[Records excerpted from a collection]
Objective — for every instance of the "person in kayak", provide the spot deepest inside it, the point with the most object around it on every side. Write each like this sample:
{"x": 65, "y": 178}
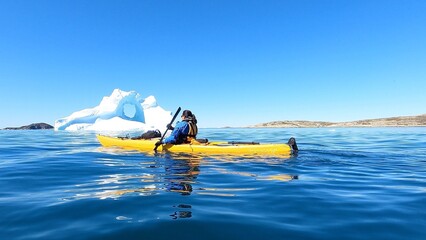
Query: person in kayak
{"x": 184, "y": 131}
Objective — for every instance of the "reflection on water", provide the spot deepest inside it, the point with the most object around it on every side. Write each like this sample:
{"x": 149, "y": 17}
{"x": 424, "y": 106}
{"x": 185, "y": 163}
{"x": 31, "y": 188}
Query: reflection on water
{"x": 180, "y": 173}
{"x": 170, "y": 173}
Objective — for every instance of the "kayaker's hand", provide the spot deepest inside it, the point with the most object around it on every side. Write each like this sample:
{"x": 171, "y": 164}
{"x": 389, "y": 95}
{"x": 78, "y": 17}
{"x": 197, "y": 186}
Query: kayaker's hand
{"x": 158, "y": 143}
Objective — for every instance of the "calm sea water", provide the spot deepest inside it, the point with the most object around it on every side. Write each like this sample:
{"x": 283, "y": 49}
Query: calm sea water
{"x": 367, "y": 183}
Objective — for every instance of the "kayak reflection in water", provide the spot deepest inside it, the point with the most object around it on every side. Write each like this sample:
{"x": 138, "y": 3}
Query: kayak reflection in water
{"x": 181, "y": 173}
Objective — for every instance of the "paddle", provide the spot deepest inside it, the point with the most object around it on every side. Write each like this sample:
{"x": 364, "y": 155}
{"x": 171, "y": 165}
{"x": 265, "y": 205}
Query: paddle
{"x": 173, "y": 119}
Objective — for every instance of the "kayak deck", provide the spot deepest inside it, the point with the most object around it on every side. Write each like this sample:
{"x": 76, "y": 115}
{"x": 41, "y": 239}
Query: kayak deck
{"x": 145, "y": 145}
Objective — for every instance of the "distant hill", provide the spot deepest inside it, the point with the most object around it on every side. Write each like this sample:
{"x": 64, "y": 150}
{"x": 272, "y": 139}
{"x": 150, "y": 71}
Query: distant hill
{"x": 34, "y": 126}
{"x": 406, "y": 121}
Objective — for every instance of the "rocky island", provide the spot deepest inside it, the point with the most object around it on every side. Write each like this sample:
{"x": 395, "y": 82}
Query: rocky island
{"x": 405, "y": 121}
{"x": 33, "y": 126}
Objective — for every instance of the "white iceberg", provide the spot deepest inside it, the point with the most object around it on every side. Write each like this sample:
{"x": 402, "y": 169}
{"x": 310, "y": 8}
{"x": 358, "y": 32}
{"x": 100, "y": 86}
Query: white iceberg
{"x": 122, "y": 111}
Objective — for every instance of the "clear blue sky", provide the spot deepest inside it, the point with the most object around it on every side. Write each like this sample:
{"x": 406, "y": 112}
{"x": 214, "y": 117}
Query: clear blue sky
{"x": 234, "y": 63}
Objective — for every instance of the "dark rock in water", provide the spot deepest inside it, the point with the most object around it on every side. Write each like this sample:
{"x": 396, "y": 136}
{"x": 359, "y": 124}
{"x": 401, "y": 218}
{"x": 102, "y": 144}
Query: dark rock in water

▸ Task brief:
Where a line of the records has the string "dark", copy that line.

▸ Problem solution:
Objective — for every instance of the "dark rock in water", provide the spot deepest inside it, the point with the most object around it on every side. Write each like this sample:
Query: dark rock in water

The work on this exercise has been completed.